◆ YOUR ASSIGNMENT
Pick out and copy every line of the records that contains the string "positive", matching case exactly.

+ + + +

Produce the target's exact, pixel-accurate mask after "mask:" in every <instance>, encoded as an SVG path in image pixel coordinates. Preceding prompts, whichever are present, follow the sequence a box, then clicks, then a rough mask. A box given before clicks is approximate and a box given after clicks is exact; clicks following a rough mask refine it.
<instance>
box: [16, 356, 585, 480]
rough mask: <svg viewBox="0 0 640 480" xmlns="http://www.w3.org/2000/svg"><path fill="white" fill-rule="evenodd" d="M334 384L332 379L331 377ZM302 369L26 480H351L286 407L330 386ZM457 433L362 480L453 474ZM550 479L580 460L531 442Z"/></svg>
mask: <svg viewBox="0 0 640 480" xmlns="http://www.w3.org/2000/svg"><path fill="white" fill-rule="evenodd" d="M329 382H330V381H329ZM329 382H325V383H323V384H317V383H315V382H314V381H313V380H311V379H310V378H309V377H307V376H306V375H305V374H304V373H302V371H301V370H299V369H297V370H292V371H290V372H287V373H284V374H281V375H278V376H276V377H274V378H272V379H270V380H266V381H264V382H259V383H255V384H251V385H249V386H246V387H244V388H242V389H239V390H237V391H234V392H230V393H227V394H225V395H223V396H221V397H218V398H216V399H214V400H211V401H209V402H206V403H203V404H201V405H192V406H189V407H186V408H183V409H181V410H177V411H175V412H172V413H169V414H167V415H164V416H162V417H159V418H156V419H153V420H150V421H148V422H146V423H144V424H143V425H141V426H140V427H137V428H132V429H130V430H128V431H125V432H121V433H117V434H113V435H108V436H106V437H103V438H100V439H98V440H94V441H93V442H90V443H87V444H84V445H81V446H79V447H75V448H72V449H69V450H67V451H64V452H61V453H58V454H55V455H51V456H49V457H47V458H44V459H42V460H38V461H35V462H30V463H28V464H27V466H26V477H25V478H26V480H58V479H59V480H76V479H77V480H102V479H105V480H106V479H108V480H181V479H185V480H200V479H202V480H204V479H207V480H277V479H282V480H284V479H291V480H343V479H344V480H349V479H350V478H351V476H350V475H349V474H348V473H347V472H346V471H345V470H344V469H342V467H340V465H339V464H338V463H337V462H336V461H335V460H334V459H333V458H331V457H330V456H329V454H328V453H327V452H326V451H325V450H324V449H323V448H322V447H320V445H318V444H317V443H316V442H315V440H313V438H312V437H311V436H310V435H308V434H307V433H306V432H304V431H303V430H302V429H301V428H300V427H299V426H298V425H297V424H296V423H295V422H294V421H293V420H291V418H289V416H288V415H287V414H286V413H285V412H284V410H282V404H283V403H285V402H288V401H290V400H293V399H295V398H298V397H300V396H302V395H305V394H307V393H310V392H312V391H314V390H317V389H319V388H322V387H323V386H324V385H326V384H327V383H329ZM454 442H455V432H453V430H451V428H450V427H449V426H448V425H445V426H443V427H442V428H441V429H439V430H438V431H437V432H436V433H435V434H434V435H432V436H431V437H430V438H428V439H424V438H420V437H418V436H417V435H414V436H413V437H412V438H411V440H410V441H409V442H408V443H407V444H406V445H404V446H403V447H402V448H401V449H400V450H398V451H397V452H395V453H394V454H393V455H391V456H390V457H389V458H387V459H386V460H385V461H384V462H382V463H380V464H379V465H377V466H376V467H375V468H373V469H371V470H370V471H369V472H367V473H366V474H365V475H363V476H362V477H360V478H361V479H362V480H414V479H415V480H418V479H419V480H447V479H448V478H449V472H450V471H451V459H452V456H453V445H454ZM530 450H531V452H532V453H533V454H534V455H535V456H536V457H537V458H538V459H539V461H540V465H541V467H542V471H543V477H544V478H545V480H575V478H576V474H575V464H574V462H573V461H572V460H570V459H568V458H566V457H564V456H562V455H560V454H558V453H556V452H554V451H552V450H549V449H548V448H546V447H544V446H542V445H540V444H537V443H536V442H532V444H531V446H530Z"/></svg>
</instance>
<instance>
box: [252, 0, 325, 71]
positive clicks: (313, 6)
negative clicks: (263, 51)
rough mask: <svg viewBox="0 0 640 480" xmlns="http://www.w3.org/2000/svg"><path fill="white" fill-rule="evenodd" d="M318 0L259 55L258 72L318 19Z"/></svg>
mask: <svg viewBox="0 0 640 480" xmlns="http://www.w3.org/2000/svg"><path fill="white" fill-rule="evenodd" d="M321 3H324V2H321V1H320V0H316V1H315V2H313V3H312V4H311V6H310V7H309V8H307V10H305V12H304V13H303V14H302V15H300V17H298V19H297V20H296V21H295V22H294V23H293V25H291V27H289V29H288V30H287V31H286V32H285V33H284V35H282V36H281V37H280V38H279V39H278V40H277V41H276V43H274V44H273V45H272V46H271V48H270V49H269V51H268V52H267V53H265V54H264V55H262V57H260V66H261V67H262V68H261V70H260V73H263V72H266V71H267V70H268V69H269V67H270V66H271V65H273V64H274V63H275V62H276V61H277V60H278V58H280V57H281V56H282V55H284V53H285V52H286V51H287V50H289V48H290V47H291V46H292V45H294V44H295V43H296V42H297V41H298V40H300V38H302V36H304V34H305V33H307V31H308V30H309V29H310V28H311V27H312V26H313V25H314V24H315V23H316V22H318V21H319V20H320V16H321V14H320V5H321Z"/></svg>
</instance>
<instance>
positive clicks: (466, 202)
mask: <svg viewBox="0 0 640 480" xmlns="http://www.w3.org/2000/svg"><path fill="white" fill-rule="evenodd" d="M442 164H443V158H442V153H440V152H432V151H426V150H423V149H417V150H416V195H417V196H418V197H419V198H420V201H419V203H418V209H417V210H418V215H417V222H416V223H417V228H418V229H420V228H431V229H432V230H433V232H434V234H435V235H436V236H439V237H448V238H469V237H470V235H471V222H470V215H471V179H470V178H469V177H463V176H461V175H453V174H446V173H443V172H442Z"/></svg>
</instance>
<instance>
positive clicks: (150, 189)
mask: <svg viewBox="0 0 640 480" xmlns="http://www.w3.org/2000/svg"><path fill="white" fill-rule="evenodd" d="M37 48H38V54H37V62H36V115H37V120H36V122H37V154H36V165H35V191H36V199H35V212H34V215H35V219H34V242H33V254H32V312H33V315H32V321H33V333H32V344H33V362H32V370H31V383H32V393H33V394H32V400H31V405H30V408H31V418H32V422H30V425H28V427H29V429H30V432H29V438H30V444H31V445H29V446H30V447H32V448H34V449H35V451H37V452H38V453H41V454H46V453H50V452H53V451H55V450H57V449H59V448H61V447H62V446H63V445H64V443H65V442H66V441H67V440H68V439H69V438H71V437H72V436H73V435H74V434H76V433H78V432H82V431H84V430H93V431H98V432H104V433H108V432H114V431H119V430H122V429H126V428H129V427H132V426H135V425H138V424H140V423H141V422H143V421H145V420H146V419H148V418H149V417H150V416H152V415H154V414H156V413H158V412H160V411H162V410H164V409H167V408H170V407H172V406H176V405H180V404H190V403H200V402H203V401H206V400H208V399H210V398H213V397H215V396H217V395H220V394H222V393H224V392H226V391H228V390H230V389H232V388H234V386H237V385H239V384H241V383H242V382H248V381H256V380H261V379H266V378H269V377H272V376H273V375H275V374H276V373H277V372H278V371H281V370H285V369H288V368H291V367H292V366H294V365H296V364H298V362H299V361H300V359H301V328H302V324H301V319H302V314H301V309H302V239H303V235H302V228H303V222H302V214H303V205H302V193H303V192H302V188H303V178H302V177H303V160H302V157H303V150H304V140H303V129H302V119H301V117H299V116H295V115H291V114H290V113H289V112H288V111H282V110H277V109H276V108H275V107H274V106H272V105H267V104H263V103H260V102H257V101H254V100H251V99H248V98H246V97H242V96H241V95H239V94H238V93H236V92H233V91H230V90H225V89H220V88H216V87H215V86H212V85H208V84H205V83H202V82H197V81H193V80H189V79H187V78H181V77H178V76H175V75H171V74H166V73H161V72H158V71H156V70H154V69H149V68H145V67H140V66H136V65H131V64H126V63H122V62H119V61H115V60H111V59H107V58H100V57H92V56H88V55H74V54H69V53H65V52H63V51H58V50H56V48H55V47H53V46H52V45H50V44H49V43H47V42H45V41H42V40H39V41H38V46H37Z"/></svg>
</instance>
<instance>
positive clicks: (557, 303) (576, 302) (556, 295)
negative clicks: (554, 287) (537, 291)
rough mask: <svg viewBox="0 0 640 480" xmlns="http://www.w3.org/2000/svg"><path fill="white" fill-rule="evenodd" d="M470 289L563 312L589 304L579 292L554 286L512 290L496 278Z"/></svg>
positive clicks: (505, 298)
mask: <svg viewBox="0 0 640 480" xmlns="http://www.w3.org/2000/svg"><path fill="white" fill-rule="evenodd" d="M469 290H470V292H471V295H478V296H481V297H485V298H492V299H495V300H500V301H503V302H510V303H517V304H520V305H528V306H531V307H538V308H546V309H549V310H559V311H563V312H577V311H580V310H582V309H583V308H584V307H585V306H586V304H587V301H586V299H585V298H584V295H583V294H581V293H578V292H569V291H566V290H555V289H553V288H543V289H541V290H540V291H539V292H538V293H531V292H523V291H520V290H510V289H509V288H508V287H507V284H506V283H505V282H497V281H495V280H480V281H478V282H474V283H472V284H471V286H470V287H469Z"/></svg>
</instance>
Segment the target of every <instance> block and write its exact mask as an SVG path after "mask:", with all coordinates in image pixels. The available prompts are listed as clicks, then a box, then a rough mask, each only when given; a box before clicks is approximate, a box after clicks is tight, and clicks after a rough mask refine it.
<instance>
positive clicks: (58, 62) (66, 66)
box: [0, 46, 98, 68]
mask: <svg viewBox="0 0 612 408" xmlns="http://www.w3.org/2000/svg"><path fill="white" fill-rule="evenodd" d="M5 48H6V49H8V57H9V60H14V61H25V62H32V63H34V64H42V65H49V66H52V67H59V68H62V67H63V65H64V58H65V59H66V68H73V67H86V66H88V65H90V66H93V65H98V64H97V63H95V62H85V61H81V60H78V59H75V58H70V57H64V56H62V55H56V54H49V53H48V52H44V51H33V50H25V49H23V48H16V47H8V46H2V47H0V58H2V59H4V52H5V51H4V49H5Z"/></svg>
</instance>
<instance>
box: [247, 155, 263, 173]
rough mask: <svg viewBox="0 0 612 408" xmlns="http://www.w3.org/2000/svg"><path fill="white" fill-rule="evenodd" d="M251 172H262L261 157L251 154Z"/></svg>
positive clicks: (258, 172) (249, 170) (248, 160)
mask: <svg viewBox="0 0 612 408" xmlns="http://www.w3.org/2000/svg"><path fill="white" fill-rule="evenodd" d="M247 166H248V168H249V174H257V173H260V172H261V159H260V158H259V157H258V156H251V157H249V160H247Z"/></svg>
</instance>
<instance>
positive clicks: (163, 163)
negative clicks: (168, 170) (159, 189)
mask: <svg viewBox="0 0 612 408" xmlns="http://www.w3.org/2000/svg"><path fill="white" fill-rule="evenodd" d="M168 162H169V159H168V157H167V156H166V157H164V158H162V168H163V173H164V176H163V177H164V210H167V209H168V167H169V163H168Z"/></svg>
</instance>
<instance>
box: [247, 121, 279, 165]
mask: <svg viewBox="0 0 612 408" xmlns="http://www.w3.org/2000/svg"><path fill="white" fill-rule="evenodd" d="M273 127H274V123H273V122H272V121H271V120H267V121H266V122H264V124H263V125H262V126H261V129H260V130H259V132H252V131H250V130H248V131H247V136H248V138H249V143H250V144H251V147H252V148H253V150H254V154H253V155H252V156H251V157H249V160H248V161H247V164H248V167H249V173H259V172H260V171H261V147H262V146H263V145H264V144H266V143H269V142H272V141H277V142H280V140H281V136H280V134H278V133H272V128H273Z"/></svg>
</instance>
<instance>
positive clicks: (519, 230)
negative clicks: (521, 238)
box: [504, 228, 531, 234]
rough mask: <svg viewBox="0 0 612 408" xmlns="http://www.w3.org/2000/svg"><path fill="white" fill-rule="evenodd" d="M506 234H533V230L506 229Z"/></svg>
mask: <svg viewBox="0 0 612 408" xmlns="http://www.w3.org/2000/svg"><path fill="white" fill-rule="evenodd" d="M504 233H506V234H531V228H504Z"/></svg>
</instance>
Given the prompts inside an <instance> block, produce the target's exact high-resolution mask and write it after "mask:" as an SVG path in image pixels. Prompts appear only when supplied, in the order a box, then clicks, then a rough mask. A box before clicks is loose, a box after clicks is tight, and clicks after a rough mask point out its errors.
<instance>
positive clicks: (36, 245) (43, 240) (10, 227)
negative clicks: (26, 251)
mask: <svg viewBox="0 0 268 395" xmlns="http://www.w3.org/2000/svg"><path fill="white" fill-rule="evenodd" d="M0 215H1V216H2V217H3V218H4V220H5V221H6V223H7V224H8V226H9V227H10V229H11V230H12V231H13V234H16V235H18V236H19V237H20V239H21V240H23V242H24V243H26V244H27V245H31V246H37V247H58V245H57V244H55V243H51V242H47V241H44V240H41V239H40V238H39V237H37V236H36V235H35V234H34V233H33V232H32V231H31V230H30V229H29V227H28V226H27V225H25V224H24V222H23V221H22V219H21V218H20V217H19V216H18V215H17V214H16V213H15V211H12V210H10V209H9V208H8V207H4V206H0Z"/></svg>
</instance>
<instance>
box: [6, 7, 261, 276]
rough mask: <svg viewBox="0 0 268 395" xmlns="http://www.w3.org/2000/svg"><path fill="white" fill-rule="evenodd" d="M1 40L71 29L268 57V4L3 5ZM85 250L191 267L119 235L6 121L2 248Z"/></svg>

+ + + +

◆ TASK RESULT
positive clicks: (313, 6)
positive clicks: (466, 202)
positive clicks: (150, 189)
positive clicks: (557, 303) (576, 302) (556, 295)
positive clicks: (505, 298)
positive clicks: (58, 62) (66, 66)
positive clicks: (258, 172) (249, 170) (248, 160)
positive clicks: (163, 163)
positive clicks: (519, 230)
positive clicks: (36, 245) (43, 240) (10, 227)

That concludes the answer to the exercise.